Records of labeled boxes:
-----
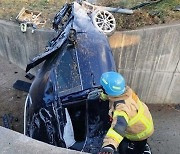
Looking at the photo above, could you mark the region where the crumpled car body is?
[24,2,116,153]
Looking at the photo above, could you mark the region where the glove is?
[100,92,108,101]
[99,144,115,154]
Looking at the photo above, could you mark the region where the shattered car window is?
-----
Stated goal:
Scale every line above, reproducing each one in order but without the pictures, and multiply every box coordinate by 2.15, rounding to the nearest whole number with halves rounded up.

Correct answer:
Looking at the photo above, could you mark the region where the crumpled car body is?
[52,4,249,329]
Looking at the photo above, could you mark the region where the glove is?
[215,198,232,217]
[213,310,247,331]
Looking at the photo above, could you mark the region where the shattered car window is?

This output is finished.